- [TASK OBJECTIVE]: Copy out every line of the records below, changing each "locate" to "find" and leaving everything else untouched.

- [TASK MATERIAL]:
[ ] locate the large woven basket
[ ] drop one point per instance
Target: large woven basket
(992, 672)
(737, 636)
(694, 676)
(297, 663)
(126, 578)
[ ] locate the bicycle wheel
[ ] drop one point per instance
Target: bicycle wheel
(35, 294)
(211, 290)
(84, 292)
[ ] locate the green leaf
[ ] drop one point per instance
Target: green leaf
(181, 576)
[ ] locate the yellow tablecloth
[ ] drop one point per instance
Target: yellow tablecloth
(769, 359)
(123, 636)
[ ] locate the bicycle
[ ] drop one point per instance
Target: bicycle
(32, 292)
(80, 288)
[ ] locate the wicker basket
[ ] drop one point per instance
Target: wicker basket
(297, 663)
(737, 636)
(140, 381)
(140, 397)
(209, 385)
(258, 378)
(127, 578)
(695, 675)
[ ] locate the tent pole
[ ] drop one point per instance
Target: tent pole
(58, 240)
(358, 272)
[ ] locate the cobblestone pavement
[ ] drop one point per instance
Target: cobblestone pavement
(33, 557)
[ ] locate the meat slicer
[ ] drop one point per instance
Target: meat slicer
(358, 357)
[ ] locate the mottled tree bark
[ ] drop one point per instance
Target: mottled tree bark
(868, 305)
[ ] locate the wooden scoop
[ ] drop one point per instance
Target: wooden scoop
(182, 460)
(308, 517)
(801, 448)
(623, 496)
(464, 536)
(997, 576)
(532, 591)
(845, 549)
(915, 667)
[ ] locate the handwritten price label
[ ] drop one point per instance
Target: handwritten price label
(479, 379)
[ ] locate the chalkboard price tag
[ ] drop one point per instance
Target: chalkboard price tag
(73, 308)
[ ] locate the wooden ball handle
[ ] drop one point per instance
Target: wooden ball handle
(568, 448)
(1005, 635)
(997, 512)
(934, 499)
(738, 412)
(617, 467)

- [RESULT BELOW]:
[ ] find the large woven basket
[ ] drop one point per instance
Target: large woven basket
(992, 672)
(737, 636)
(694, 676)
(297, 663)
(126, 578)
[ ] find the bicycle wheel
[ ] drop one point per instance
Target: bicycle wheel
(35, 294)
(211, 290)
(84, 292)
[ ] find the green leaf
[ ] drop one point per instance
Target: green leaf
(181, 576)
[ ] find the yellow tablecloth
[ ] drop one point per instance
Target: yellow tablecloth
(769, 359)
(123, 636)
[ ] find the bicycle
[ ] drop one point per instance
Target: bicycle
(32, 292)
(80, 288)
[ ] find the wicker basket
[ ] drop one point per instance
Target: wicker basket
(297, 663)
(737, 636)
(140, 381)
(140, 397)
(209, 385)
(258, 378)
(127, 578)
(695, 675)
[ ] find the tent pole
[ ] drop one point per instance
Target: tent pole
(58, 240)
(358, 272)
[ ] find the cobblestone pavement
[ ] drop one point per instance
Target: cobblestone pavement
(33, 557)
[ ] find the meat slicer
[ ] drop one point per instance
Target: meat slicer
(358, 357)
[ ] find the mottled tree bark
[ ] drop one point per instance
Target: mottled tree bark
(868, 305)
[ ] find the wooden scoop
[ ] drop one point per instance
Target: wooden scoop
(182, 460)
(308, 517)
(801, 448)
(623, 496)
(464, 536)
(997, 576)
(532, 591)
(845, 549)
(915, 667)
[ ] find the handwritten price label
[ ] drop one point per instance
Target: handwritten price label
(479, 379)
[ ] find the chalkboard price tag
[ ] drop one point per instance
Target: chalkboard price tag
(73, 308)
[ ] find the wooden ball handle
[ ] drop one point per instance
Target: wooden ball handle
(568, 448)
(1005, 635)
(997, 512)
(934, 499)
(738, 412)
(617, 467)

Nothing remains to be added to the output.